↓

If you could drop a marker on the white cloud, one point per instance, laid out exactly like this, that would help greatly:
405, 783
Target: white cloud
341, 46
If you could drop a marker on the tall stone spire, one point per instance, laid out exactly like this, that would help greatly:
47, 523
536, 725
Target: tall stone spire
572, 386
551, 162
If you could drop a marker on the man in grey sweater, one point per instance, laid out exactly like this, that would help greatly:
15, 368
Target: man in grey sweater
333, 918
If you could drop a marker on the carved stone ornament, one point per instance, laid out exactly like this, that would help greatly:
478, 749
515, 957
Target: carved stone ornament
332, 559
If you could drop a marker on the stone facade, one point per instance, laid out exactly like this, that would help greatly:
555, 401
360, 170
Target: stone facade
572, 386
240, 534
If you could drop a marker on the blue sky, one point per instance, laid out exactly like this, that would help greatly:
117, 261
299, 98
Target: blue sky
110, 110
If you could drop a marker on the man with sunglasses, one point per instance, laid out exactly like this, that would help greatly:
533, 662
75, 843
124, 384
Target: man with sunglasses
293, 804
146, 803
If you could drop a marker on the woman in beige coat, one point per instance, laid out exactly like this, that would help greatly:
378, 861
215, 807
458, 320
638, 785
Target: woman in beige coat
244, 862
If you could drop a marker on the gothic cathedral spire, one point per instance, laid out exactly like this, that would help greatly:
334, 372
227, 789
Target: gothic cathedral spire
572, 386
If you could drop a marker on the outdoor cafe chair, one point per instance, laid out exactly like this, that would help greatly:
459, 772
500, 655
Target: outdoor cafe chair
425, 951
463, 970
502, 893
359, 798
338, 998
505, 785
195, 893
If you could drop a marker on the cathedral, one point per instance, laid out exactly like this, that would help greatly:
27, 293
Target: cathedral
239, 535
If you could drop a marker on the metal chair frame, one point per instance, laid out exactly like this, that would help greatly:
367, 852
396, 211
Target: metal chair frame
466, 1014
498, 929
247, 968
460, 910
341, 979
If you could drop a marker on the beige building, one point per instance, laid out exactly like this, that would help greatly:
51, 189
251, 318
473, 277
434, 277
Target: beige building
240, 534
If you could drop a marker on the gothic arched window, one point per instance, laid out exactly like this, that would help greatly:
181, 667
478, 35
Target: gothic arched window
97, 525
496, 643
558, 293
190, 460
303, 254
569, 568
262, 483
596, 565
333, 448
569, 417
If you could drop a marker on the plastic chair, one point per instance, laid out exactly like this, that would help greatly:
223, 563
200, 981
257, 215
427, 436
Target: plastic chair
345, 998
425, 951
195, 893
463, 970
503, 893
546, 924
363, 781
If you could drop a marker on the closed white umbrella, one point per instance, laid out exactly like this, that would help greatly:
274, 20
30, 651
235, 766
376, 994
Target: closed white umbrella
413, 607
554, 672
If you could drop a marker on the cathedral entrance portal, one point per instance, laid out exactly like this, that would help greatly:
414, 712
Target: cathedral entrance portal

↑
↓

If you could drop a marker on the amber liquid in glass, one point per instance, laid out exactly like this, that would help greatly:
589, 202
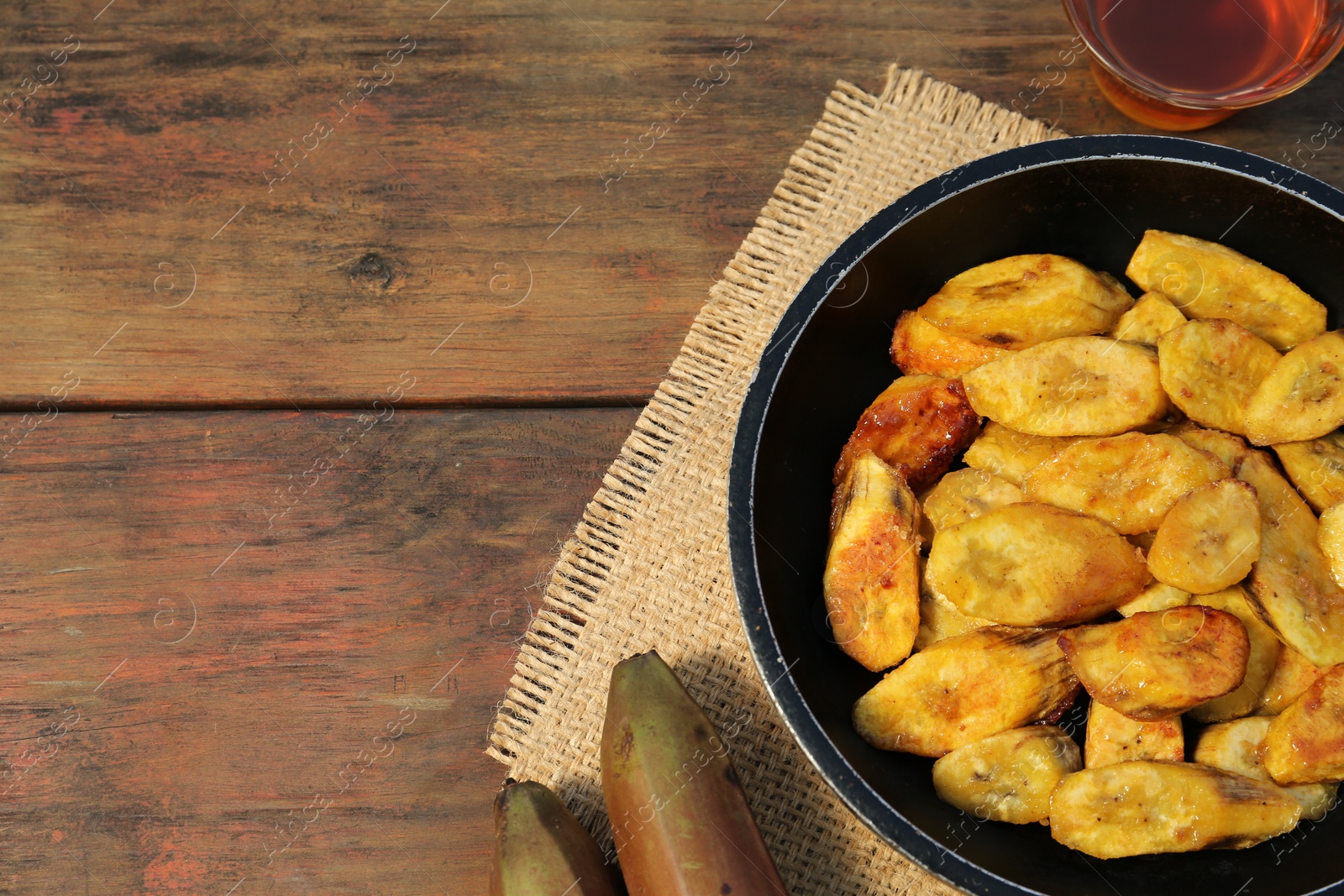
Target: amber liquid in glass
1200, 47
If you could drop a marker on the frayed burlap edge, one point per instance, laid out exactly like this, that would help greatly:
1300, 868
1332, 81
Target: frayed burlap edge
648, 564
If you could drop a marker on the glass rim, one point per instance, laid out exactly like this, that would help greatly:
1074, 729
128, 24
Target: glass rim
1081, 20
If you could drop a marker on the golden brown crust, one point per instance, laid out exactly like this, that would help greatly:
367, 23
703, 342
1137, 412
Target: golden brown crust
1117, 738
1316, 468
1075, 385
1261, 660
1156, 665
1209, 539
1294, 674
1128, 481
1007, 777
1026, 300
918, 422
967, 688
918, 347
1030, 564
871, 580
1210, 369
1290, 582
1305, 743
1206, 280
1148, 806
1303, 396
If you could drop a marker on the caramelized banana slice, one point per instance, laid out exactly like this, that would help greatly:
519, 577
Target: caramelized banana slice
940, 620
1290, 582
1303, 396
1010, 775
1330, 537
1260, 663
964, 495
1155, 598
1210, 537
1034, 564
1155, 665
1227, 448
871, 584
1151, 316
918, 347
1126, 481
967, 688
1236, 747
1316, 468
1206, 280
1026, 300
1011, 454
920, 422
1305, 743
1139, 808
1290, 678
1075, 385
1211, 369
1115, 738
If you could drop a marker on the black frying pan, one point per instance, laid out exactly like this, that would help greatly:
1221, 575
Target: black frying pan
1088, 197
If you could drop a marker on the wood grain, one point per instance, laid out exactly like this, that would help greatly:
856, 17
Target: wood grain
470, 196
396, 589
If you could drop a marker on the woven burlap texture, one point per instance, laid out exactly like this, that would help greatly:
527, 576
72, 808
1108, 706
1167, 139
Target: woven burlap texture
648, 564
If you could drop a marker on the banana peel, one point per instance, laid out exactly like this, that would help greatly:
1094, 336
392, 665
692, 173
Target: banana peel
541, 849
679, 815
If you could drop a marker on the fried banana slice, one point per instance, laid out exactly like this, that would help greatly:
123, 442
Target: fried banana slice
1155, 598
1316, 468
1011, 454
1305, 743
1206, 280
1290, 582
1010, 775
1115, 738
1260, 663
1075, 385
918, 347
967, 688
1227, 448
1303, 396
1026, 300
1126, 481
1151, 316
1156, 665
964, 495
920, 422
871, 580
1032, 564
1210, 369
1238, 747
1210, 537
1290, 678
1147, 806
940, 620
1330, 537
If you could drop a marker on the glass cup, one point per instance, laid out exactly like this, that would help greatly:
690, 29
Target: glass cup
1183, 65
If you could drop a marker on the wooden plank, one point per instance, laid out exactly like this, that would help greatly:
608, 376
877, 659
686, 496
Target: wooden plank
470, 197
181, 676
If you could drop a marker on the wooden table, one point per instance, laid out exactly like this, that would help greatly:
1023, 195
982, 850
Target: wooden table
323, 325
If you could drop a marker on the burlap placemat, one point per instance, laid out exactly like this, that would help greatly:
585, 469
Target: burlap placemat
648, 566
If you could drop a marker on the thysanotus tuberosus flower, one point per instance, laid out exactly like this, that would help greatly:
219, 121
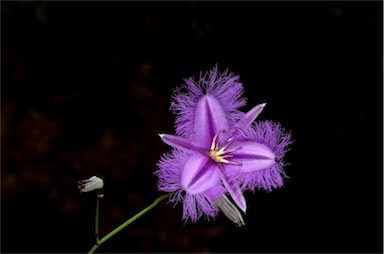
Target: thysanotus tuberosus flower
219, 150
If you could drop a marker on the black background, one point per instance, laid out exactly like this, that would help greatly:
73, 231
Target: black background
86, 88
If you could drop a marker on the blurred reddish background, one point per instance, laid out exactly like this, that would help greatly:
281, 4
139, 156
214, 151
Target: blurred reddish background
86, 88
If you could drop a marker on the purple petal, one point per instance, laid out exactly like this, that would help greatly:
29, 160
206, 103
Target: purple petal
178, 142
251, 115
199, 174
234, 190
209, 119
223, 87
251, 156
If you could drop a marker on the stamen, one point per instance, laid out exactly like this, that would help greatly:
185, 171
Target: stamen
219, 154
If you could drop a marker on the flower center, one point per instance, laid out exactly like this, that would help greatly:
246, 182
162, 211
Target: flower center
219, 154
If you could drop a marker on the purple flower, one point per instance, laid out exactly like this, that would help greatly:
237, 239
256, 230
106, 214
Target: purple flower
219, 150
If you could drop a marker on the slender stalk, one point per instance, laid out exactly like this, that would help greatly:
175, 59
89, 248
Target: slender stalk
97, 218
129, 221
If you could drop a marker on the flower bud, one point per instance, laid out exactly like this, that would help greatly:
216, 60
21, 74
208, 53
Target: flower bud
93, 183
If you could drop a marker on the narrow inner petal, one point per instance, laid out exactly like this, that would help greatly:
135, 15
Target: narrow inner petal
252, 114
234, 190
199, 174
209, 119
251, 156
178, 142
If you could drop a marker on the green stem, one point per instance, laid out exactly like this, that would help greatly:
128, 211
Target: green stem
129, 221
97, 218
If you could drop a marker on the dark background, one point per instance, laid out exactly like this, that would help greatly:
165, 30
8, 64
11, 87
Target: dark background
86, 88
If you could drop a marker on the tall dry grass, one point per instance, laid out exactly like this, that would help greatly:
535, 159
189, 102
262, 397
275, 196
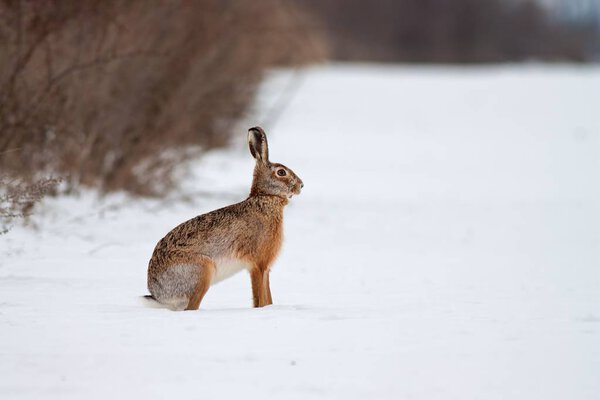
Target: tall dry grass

↑

TASK GOAL
All lines above from the line with "If you could drop a marker on the purple petal, one" through the line with "If you could drop a marker on the stamen, one", both included, are to be set down exactly, with nothing else.

YOUR RESPONSE
If you could drop a marker on the purple petal, one point per instance, laid out exactly like this, that would help greatly:
29, 160
206, 103
Target: purple petal
178, 142
251, 115
199, 174
234, 190
209, 119
223, 87
251, 156
If you could drop a marker on the stamen, one point per instance, laid out exactly like this, that would help greatly:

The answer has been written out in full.